§ **Exercise aim**
Below are some records; output exactly the lines from the line with "Target: sun glare" to the line with "column 106, row 414", both ends kept, and nothing more.

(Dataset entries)
· · · · · · ·
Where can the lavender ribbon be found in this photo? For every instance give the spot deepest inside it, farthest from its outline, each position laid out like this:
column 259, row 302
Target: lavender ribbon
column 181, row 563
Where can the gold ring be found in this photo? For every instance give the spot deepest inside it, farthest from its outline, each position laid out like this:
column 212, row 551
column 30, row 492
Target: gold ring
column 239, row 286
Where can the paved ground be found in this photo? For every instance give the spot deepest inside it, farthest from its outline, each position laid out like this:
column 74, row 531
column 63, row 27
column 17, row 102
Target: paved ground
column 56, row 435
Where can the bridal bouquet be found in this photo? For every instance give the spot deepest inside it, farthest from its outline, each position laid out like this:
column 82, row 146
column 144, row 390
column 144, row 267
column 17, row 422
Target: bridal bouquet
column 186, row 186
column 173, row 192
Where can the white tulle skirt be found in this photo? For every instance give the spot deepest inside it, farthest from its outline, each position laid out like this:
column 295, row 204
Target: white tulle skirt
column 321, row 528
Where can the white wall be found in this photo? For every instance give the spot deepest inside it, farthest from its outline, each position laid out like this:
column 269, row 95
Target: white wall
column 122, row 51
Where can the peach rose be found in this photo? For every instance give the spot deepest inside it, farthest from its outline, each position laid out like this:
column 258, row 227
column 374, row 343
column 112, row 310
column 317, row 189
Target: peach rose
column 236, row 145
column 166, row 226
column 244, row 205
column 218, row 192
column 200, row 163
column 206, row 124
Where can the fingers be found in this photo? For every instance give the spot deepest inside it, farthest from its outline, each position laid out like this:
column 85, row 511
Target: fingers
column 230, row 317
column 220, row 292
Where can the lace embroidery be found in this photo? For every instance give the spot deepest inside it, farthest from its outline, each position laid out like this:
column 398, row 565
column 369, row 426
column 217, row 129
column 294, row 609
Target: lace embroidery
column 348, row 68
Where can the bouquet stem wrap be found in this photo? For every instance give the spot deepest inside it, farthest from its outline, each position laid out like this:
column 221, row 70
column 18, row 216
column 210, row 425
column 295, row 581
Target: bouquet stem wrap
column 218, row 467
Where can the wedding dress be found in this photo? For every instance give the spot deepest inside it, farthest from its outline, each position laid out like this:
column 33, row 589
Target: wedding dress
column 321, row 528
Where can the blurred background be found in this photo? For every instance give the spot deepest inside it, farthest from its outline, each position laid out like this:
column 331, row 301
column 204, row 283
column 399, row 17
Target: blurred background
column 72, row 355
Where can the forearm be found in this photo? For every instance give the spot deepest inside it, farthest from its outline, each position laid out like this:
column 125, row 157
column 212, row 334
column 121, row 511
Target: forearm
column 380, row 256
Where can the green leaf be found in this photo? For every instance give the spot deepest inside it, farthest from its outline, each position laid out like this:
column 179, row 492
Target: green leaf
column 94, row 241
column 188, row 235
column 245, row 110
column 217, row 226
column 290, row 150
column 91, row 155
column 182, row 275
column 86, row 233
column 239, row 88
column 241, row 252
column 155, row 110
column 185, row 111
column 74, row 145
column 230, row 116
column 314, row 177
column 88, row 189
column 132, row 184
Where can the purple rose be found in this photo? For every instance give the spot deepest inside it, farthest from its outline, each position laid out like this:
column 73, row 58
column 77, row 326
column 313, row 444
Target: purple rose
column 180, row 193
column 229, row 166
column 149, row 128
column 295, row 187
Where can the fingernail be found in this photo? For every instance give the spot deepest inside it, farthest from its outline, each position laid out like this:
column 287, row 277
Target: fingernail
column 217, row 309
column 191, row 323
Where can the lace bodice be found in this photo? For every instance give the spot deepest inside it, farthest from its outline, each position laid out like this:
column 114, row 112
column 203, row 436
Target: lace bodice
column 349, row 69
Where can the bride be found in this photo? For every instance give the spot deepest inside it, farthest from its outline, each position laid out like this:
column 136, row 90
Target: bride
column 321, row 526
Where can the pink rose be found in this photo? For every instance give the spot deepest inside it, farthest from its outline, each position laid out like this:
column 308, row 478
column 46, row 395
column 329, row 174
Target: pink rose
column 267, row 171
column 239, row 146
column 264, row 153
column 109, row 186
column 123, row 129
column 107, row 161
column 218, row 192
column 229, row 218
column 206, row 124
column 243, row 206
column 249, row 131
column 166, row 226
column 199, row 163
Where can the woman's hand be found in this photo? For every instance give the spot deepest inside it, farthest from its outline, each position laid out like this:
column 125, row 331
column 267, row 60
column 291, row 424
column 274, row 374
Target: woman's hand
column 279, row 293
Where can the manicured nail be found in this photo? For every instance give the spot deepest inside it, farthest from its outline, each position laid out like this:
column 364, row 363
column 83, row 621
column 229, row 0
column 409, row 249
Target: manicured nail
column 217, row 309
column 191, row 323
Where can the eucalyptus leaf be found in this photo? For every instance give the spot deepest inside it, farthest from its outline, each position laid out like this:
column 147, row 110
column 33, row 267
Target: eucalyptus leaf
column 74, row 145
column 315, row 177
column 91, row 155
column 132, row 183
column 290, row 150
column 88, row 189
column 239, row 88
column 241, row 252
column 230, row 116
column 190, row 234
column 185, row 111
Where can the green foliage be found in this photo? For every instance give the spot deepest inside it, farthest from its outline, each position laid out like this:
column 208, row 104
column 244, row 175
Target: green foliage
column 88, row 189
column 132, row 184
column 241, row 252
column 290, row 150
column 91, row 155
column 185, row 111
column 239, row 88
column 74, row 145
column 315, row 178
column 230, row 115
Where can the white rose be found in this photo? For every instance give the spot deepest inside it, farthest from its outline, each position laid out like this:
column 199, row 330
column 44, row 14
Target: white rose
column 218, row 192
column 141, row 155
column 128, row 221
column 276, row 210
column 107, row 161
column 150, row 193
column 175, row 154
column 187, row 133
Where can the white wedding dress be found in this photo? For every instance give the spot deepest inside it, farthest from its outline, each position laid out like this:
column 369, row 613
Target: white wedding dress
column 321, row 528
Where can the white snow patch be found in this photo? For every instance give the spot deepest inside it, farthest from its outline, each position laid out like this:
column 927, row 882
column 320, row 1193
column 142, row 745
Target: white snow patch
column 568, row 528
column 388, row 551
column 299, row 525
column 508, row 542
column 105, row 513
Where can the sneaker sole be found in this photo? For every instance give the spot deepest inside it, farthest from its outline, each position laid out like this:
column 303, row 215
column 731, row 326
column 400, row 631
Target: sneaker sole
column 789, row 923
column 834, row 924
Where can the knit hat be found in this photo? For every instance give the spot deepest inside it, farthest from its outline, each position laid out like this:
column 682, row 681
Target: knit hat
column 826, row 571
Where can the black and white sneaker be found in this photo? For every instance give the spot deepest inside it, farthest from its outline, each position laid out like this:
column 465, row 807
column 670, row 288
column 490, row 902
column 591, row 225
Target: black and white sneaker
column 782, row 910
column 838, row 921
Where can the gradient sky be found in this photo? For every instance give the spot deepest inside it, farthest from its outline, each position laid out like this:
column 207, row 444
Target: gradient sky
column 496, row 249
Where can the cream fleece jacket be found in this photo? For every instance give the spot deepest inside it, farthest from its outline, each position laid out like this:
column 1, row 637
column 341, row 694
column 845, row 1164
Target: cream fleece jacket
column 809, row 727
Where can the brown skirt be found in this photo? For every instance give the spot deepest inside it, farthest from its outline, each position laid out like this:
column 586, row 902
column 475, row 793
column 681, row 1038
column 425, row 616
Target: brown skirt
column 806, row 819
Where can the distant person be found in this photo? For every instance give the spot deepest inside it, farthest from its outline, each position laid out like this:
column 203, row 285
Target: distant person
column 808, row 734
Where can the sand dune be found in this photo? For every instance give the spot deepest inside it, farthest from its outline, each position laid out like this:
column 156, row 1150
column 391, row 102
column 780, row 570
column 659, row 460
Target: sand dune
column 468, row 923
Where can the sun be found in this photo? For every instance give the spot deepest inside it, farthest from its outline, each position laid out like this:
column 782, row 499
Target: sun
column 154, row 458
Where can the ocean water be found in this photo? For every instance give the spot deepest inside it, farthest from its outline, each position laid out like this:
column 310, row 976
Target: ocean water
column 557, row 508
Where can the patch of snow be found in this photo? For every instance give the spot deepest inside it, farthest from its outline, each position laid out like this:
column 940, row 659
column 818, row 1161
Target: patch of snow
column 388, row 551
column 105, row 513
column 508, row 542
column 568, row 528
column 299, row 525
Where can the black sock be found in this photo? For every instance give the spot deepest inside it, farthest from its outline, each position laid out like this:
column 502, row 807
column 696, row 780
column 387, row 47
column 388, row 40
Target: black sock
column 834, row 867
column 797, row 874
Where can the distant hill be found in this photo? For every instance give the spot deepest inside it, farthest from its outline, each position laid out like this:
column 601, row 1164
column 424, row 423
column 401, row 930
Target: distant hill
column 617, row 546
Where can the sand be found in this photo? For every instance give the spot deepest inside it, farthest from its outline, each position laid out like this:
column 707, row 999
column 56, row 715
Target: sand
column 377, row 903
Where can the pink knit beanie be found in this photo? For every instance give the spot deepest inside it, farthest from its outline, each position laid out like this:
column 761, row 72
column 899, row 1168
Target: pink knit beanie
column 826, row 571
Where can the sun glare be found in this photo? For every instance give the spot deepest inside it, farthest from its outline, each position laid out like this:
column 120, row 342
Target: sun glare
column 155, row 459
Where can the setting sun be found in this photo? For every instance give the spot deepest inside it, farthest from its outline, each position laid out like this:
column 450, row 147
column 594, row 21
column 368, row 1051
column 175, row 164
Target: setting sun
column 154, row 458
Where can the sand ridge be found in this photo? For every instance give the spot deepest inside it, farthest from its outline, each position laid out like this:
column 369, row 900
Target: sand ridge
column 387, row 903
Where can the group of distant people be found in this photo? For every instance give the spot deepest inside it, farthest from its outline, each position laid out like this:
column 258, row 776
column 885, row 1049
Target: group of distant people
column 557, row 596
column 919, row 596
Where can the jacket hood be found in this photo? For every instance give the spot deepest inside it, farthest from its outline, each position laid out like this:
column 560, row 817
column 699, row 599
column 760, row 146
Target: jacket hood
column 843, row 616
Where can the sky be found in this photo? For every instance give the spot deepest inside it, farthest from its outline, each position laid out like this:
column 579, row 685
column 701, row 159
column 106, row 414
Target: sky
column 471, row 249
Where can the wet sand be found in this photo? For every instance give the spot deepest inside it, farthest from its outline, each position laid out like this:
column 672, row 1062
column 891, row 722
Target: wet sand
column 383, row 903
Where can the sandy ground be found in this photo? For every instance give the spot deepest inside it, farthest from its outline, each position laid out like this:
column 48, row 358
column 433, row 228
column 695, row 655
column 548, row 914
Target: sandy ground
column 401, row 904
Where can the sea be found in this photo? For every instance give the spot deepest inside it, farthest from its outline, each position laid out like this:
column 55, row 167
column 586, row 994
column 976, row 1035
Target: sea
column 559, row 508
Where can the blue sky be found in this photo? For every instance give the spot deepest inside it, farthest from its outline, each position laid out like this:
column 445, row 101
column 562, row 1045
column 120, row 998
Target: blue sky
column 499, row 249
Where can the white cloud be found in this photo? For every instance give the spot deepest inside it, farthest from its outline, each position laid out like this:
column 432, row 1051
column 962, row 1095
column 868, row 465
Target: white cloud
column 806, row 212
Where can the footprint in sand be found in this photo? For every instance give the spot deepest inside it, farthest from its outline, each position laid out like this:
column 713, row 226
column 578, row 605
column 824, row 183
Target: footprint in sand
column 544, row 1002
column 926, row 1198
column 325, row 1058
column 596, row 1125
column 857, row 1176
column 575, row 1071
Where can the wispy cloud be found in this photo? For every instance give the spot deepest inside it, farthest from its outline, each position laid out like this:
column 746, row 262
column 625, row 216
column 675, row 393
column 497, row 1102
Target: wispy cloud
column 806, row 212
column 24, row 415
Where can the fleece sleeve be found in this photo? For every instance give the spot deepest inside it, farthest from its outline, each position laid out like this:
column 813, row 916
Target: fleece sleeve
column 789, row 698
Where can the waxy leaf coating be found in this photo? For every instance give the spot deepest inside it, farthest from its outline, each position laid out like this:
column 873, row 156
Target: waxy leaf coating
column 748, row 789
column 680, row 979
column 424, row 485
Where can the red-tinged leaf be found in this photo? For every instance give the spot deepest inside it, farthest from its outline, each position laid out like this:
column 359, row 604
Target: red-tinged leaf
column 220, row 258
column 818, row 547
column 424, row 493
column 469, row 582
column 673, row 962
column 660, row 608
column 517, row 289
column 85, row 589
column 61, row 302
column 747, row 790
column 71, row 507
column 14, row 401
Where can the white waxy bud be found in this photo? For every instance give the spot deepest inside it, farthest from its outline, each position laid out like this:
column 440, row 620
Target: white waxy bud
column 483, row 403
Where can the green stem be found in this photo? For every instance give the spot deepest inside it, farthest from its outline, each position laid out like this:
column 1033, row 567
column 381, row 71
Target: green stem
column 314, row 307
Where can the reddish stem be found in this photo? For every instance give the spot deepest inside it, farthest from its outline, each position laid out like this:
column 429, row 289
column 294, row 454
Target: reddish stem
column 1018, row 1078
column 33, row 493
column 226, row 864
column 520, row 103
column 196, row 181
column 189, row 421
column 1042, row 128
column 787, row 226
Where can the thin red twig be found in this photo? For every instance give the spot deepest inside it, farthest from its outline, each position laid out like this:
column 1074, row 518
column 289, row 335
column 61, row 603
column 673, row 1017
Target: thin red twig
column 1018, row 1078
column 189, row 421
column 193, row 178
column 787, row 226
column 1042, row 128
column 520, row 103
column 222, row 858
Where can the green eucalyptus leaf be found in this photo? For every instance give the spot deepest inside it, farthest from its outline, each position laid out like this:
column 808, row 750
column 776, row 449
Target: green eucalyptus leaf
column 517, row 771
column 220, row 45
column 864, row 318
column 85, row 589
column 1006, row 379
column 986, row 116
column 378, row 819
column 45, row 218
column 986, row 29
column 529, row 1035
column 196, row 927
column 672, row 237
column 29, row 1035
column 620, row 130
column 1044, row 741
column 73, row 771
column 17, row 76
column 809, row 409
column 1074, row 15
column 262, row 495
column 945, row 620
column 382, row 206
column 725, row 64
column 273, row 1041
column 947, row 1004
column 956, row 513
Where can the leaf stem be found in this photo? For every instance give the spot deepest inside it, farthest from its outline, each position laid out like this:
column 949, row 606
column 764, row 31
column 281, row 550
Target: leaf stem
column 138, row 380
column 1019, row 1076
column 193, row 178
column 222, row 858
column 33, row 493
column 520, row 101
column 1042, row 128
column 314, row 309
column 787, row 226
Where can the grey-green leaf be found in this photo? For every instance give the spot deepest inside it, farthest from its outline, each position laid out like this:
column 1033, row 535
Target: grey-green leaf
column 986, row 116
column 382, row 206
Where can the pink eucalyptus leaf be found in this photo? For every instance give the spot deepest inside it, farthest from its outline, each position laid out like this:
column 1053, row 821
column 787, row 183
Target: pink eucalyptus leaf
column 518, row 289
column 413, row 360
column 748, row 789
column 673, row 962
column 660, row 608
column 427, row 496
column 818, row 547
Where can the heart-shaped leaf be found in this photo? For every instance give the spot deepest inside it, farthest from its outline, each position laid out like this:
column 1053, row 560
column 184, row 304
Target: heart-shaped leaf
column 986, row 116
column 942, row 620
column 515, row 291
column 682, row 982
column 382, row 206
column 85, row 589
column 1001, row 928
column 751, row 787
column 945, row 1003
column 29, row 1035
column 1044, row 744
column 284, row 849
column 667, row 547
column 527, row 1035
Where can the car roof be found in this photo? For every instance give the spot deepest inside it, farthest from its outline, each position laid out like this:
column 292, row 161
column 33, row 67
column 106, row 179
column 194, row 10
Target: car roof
· · · · · · ·
§ **Solution for this task**
Target: sun glare
column 155, row 459
Where can the setting sun be found in this photo? For every instance give the spot deepest inside it, farthest from its outline, each position laid out like this:
column 450, row 147
column 594, row 21
column 368, row 1051
column 175, row 164
Target: setting sun
column 154, row 458
Where can the sand ridge be found in this photo? For every instance give the spot deepest inside it, farthest from its outline, each position laid out like this:
column 369, row 900
Target: sand ridge
column 387, row 903
Where can the group of distant people be found in this photo? For every instance give the spot deepest inside it, farthest from its outline, each position laid out like this:
column 258, row 776
column 885, row 1049
Target: group of distant people
column 557, row 596
column 919, row 596
Where can the jacket hood be found in this photo? For every instance give the spot deepest inside it, farthest from its outline, each position laid out like this:
column 560, row 817
column 699, row 599
column 760, row 146
Target: jacket hood
column 843, row 616
Where can the sky be found in this photo? For every instance give the spot deepest inside it, farthest from its outline, each position laid out like this:
column 579, row 685
column 701, row 159
column 106, row 414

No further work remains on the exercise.